Location labeling records
━━━━━━━━━━━━━━━━━━━━━━━━━━━━━━

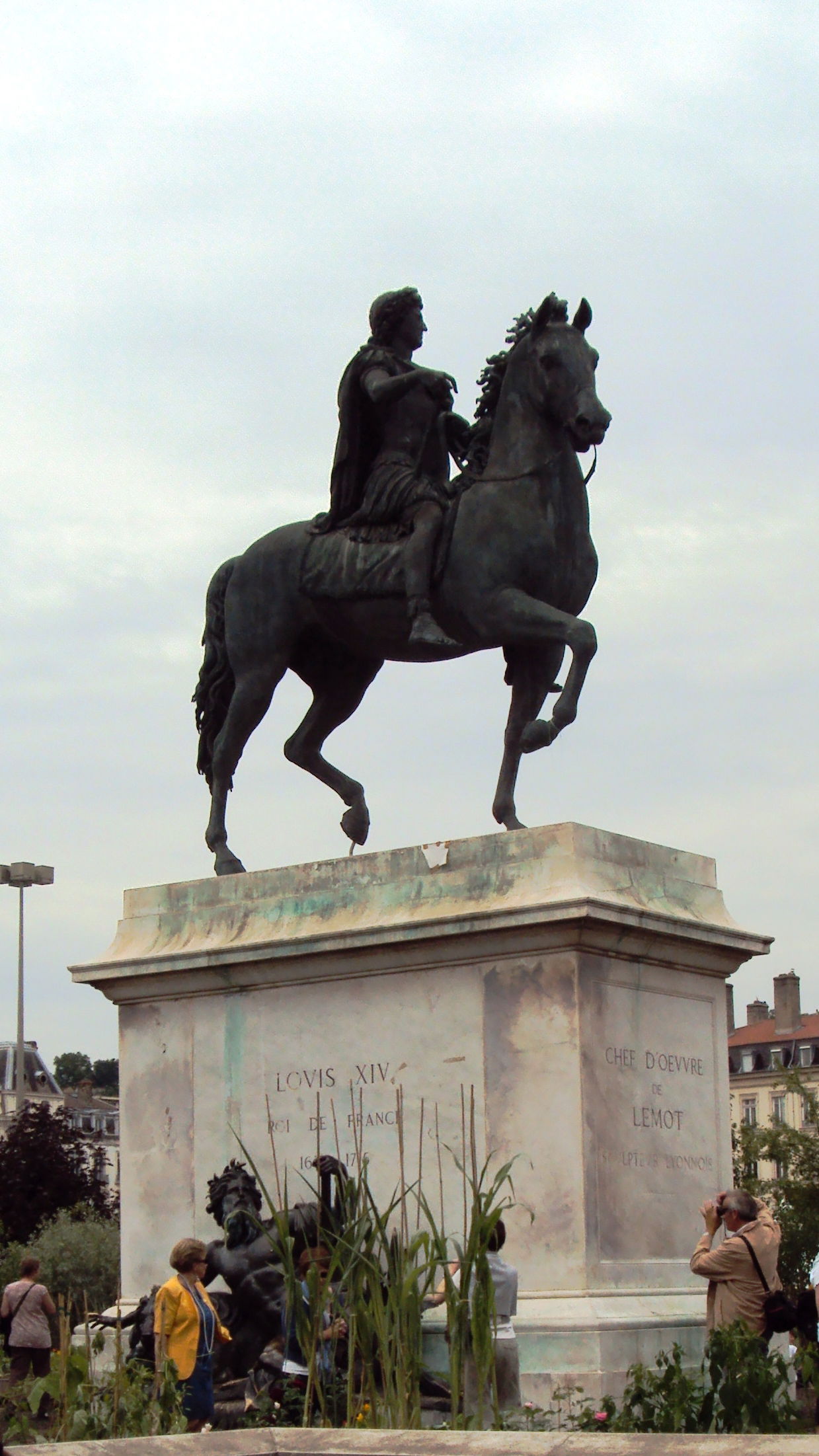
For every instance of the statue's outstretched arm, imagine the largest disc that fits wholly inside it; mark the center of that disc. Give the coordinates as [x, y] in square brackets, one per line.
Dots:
[382, 386]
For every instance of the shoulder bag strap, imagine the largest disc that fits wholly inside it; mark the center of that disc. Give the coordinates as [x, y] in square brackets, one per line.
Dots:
[20, 1302]
[756, 1261]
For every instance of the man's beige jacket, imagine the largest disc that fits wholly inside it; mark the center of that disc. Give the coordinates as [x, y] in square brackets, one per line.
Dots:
[735, 1289]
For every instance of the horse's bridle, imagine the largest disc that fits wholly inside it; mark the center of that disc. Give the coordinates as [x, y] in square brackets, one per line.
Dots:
[503, 479]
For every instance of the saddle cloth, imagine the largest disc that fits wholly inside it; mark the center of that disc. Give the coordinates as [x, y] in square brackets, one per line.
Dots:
[343, 567]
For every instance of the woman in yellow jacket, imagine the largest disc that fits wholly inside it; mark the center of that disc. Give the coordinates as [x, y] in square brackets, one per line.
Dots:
[186, 1328]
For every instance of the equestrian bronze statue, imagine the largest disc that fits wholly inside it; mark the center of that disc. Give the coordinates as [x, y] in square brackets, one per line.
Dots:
[414, 567]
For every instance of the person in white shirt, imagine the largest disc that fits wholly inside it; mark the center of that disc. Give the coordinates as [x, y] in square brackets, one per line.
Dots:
[508, 1363]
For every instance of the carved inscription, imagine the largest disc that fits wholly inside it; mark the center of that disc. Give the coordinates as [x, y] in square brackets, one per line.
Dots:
[308, 1094]
[658, 1108]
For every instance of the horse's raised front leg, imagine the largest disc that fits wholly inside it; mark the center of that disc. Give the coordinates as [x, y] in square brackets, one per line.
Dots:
[251, 701]
[522, 621]
[338, 680]
[532, 675]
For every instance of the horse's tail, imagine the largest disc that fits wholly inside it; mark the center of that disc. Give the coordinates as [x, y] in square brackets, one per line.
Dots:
[215, 687]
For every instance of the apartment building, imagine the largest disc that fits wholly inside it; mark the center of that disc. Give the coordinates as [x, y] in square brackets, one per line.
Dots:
[773, 1042]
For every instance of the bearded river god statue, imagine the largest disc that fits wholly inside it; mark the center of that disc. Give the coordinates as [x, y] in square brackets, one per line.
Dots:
[411, 565]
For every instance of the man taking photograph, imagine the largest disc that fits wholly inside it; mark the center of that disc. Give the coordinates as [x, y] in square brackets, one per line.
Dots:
[735, 1289]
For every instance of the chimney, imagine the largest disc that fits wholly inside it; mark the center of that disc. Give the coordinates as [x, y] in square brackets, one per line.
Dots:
[786, 1003]
[758, 1011]
[729, 1007]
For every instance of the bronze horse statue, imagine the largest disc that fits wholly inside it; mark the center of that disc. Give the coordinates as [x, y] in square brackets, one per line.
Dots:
[519, 570]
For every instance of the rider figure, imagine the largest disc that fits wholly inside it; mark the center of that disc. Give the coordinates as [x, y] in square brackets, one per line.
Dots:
[397, 432]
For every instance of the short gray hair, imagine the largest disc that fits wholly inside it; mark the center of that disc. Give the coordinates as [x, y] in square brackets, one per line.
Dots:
[741, 1203]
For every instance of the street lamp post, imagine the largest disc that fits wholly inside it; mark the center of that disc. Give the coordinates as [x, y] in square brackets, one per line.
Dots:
[22, 876]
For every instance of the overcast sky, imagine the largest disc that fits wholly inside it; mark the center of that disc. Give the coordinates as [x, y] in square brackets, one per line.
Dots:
[200, 203]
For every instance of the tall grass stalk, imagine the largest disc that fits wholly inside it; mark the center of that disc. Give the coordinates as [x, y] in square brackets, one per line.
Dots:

━━━━━━━━━━━━━━━━━━━━━━━━━━━━━━

WHAT NEEDS TO BE DONE ▸
Transcribe the listing word for word, from its first line through the line that contains "[756, 1261]", including that line. Leave the pictures out of your answer.

FULL OUTPUT ▸
For every instance of the statue's outstretched arm, imagine the largest disc that fits wholly inside it; mark the center of that disc. Give the coordinates as [x, y] in square brackets, one per line.
Dots:
[382, 386]
For every instance of the shoulder bag strap, imagine the largest disc that fits wholly inside it; mark the center of that disc. Give the coordinates as [x, y] in square brackets, one per line.
Dots:
[20, 1302]
[756, 1261]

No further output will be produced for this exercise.